___ ОТРЫВОК ТЕКСТА

Национальный вопрос всё еще оставался для меня мучительным. Я никак не мог решить, русский я или еврей. В евреи идти не хотелось. Из детства, из послевоенного двора на Петроградской, я вынес стихийный антисемитизм. Это в воздухе висело: русский — хорошо, еврей — плохо. Дома же слово не произносилось. Что я — из евреев, мне объяснили сверстники в восемь лет.
У меня, при начале общения с Грудининой, мелькнула мысль, что мы с нею одной крови, но спрашивать я не стал. Этот вопрос был сплошной болью, открытым нервом. Потом она как-то без всякого повода рассказала мне, что она чернявая в бабку-цыганку, а я про себя отметил не без удовлетворения, что сам-то я — белокурая бестия.

______
___ НАБОР МАТЕРИАЛОВ

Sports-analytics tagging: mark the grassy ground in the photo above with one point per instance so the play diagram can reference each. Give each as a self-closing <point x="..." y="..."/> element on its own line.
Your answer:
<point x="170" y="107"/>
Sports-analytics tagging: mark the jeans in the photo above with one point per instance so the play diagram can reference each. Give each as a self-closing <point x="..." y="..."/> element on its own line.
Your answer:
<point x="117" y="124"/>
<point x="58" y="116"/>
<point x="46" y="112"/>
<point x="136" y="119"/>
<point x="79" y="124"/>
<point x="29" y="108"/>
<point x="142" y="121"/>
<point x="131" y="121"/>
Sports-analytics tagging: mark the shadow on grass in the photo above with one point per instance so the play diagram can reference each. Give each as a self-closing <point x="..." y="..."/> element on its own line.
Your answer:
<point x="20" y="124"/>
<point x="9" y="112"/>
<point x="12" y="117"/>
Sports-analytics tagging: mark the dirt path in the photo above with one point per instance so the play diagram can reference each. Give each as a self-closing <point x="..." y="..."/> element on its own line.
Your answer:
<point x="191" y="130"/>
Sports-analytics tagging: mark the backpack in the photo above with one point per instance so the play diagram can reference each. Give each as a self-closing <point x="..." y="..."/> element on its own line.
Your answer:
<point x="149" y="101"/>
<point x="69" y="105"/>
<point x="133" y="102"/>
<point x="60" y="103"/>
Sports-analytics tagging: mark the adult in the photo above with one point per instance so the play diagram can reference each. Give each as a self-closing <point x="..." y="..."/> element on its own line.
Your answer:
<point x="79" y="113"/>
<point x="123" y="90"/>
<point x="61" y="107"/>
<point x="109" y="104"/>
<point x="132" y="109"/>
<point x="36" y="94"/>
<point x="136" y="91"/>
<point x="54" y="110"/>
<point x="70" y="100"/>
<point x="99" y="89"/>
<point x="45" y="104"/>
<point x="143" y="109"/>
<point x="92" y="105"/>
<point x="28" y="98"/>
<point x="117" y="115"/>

______

ЗАДАНИЯ:
1 – Ответьте по отрывку на вопросы:
(a) В каком возрасте сверстники объяснили рассказчику, что он из евреев?
(b) Где находился послевоенный двор, о котором вспоминает рассказчик?
(c) В кого, по словам Грудининой, она чернявая?
2 – Выведите из отрывка без изменений весь фрагмент, начиная со слов «У меня, при» и вплоть до слов «я — белокурая бестия.».
3 – Переведите на английский язык предложение из отрывка: «Этот вопрос был сплошной болью, открытым нервом.»
Опирайтесь только на отрывок и ни на что другое.

ОТВЕТЫ:
1 –
(a) В восемь лет.
(b) На Петроградской.
(c) В бабку-цыганку.

2 –
У меня, при начале общения с Грудининой, мелькнула мысль, что мы с нею одной крови, но спрашивать я не стал. Этот вопрос был сплошной болью, открытым нервом. Потом она как-то без всякого повода рассказала мне, что она чернявая в бабку-цыганку, а я про себя отметил не без удовлетворения, что сам-то я — белокурая бестия.

3 – This question was sheer pain, an exposed nerve.